***** Recorded data *****

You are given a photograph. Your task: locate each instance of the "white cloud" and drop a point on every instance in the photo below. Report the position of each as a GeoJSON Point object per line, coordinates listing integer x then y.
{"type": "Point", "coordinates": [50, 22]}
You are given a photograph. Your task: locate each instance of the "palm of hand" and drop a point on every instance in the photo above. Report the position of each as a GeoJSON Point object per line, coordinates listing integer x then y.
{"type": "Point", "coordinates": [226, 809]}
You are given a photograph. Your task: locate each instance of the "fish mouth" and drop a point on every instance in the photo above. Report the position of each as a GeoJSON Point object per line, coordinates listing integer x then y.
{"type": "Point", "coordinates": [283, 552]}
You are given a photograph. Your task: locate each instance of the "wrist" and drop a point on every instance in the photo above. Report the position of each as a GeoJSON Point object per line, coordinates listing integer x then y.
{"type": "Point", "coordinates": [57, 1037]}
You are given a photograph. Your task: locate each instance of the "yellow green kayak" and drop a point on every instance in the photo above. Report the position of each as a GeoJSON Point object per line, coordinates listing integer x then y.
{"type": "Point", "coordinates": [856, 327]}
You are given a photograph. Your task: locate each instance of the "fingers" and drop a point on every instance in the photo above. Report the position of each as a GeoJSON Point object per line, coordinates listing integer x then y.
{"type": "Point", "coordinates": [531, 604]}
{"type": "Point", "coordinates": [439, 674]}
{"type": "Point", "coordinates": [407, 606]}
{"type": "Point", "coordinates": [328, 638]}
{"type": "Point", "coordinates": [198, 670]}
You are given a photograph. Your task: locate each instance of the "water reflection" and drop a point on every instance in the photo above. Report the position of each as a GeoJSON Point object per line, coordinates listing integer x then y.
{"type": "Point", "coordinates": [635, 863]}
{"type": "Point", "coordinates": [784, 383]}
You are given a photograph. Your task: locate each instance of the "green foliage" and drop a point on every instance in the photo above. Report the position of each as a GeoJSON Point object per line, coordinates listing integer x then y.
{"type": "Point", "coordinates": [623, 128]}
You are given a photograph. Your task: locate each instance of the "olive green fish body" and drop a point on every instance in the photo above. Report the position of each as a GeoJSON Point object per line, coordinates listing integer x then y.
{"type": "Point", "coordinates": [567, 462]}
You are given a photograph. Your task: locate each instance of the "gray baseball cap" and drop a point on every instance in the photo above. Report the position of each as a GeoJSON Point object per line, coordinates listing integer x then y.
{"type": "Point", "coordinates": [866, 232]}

*****

* **What the task asks**:
Which lines in the records above contain the string "green", with case mattering? Pick out each such line and copy it in full.

* **Written answer**:
You are given a photograph. Your task: locate each instance of the "yellow green kayak" and drop a point on every instance in the photo above. Report the position of each as a GeoJSON Point object per line, coordinates listing integer x then y.
You are given a photograph. Your task: locate each instance of the "green foliage" and drop a point on every instance in the photo above. Report the position of each as a GeoJSON Point object per line, coordinates listing integer x then y.
You are given a photograph. Your task: locate each instance of the "olive green fish body" and drop a point on every instance in the photo above. Report the position of each as a GeoJSON Point object per line, coordinates listing integer x then y.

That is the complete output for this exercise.